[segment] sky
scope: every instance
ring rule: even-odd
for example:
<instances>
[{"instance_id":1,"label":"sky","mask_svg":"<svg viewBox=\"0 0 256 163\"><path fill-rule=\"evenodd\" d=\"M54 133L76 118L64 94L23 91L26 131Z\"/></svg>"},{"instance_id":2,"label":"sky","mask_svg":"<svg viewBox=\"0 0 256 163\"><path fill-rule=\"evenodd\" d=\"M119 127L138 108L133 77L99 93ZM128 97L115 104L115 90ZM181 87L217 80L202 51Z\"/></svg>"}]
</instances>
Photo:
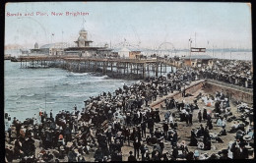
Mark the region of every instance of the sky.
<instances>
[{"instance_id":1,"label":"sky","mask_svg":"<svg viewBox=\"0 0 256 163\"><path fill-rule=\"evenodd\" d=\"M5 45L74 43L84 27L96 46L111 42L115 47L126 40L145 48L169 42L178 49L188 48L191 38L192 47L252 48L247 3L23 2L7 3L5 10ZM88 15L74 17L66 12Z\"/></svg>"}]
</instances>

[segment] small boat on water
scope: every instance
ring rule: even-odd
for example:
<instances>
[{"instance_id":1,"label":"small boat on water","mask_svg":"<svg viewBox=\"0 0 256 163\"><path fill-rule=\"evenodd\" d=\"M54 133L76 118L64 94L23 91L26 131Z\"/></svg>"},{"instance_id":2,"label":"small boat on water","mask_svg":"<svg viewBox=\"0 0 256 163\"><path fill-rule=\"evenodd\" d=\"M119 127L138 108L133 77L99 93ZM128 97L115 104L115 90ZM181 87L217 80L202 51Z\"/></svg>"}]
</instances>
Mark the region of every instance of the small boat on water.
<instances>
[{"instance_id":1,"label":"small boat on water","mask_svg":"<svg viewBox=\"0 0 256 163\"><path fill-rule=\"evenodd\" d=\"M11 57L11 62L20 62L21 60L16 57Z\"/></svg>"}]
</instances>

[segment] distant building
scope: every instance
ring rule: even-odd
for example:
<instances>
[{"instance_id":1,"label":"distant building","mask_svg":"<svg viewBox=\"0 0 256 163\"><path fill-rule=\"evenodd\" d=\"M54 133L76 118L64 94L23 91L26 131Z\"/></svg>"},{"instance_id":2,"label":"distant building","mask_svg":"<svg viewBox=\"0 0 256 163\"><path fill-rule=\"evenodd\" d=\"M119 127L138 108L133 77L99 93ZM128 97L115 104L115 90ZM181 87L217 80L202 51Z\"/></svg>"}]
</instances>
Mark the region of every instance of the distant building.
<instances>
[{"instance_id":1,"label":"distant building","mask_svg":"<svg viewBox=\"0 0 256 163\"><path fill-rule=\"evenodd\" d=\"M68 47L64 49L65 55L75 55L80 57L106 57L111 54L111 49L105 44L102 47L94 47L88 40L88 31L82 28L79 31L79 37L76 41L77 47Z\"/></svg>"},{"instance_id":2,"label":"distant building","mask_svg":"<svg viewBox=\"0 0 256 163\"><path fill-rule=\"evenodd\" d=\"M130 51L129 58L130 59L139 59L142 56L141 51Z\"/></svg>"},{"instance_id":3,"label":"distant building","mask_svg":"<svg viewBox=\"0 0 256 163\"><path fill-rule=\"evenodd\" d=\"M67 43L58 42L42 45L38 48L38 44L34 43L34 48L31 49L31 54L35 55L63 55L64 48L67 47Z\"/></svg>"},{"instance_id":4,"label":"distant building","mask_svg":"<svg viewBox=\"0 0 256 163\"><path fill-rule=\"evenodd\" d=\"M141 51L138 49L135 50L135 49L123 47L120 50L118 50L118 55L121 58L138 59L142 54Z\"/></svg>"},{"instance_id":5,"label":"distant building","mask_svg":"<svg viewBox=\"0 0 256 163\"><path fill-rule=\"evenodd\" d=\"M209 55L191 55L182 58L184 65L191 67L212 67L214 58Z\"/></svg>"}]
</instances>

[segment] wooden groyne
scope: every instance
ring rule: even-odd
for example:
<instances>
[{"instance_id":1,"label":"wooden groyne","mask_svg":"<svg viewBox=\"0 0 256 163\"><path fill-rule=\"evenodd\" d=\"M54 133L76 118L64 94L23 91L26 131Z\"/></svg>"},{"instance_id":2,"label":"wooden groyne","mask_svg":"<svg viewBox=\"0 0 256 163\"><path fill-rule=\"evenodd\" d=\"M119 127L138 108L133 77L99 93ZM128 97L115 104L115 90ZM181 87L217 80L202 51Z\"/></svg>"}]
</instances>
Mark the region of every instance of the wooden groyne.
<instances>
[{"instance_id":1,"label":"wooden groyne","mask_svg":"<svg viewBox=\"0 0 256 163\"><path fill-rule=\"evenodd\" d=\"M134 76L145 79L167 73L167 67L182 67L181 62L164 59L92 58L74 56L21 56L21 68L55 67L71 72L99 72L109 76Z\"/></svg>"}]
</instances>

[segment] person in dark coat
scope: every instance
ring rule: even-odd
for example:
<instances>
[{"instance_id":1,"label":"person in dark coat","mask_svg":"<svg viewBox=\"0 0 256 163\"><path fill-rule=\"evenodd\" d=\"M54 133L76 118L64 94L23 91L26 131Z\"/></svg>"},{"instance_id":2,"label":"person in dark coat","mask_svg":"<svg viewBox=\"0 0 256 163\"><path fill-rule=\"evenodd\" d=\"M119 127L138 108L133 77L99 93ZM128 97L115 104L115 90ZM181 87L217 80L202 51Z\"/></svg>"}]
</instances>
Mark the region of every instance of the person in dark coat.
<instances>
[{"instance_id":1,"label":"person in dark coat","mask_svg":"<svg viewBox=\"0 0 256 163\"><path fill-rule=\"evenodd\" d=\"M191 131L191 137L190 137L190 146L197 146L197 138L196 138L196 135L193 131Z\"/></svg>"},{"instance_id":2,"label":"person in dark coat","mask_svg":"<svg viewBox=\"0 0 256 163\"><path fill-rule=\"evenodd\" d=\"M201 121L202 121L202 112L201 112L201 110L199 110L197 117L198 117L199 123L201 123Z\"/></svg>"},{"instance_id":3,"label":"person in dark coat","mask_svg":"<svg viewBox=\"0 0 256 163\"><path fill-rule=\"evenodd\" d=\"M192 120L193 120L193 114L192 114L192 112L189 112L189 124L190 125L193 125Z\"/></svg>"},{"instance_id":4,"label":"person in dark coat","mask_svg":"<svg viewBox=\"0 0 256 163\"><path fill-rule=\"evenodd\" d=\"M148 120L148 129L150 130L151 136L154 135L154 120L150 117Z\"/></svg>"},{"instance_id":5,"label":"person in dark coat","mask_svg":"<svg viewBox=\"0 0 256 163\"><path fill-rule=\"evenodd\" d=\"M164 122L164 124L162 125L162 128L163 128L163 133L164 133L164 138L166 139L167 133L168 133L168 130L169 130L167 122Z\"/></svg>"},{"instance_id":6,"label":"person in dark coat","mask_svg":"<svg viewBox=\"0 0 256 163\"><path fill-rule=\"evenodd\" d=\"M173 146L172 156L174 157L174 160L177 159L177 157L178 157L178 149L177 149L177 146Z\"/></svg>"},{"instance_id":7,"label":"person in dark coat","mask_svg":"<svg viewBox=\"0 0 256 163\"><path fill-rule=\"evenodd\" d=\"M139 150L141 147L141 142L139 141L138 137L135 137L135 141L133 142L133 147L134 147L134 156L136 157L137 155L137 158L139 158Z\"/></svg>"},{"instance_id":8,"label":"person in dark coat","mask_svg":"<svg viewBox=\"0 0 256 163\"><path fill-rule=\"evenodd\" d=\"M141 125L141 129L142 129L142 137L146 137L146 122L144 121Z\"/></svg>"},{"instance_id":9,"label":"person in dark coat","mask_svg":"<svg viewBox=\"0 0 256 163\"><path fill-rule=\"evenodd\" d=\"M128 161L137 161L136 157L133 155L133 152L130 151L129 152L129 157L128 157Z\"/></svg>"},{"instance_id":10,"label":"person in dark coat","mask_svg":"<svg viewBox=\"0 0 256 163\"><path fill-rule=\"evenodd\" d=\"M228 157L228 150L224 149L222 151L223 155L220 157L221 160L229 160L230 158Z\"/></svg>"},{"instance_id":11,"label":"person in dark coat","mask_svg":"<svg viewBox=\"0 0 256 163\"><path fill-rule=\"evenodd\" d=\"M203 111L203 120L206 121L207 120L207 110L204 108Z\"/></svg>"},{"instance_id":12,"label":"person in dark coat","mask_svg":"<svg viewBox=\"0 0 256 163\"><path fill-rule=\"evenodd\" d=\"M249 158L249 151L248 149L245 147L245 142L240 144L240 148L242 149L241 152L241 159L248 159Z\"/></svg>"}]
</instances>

* * *

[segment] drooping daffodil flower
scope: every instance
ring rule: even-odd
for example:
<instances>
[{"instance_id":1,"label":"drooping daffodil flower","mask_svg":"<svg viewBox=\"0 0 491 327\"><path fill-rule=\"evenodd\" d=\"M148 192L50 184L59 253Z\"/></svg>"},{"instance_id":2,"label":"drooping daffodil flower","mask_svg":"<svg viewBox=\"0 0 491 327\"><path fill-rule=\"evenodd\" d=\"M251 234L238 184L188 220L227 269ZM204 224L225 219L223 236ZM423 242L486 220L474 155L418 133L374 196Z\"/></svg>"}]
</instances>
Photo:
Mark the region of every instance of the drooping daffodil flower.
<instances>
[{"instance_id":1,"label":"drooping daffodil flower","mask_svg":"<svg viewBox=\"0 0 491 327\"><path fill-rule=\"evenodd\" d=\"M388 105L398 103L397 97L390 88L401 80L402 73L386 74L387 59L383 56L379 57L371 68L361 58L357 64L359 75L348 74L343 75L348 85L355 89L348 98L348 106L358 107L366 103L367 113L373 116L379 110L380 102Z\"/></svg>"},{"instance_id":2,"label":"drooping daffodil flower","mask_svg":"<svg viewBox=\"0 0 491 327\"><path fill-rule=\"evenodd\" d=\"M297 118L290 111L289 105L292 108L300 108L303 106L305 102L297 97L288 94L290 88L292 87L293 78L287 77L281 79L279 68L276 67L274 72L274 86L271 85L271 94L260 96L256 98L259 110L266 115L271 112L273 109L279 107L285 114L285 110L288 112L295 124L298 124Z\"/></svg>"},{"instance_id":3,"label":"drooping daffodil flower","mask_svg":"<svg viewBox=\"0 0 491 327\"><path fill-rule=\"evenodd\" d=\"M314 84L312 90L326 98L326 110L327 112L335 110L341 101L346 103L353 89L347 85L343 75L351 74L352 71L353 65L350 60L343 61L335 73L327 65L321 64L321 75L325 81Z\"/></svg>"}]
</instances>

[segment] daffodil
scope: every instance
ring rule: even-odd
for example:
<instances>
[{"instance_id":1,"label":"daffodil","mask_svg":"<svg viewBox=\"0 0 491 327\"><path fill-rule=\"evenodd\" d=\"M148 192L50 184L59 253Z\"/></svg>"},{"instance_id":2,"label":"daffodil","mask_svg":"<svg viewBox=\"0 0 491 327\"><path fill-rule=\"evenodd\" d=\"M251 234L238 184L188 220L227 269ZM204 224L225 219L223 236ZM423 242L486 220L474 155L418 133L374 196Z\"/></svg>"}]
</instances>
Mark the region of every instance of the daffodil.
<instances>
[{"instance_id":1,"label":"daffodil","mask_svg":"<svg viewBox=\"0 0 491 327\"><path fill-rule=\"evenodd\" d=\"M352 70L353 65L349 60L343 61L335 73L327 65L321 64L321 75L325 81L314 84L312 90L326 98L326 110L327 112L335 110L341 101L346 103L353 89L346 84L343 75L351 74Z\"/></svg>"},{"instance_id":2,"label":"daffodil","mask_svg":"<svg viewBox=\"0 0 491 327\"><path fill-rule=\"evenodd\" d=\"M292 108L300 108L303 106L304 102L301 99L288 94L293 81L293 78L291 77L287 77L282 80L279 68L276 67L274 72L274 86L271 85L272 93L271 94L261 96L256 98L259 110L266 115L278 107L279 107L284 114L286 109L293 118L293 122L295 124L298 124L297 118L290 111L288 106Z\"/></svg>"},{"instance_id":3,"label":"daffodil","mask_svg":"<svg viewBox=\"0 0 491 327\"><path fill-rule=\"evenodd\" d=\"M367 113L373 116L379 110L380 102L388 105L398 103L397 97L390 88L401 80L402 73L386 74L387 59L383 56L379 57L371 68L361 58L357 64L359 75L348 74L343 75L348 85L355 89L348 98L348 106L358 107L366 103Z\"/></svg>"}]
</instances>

Exercise objective. Extract every line of the material above that contains the string "boat".

Exercise solution.
[segment] small boat on water
[{"instance_id":1,"label":"small boat on water","mask_svg":"<svg viewBox=\"0 0 256 163\"><path fill-rule=\"evenodd\" d=\"M54 133L76 118L64 94L23 91L26 131Z\"/></svg>"},{"instance_id":2,"label":"small boat on water","mask_svg":"<svg viewBox=\"0 0 256 163\"><path fill-rule=\"evenodd\" d=\"M119 127L138 108L133 77L99 93ZM128 97L115 104L115 90ZM181 87L217 80L202 51Z\"/></svg>"}]
Mark the region of every instance of the small boat on water.
[{"instance_id":1,"label":"small boat on water","mask_svg":"<svg viewBox=\"0 0 256 163\"><path fill-rule=\"evenodd\" d=\"M11 57L11 62L20 62L21 60L16 57Z\"/></svg>"}]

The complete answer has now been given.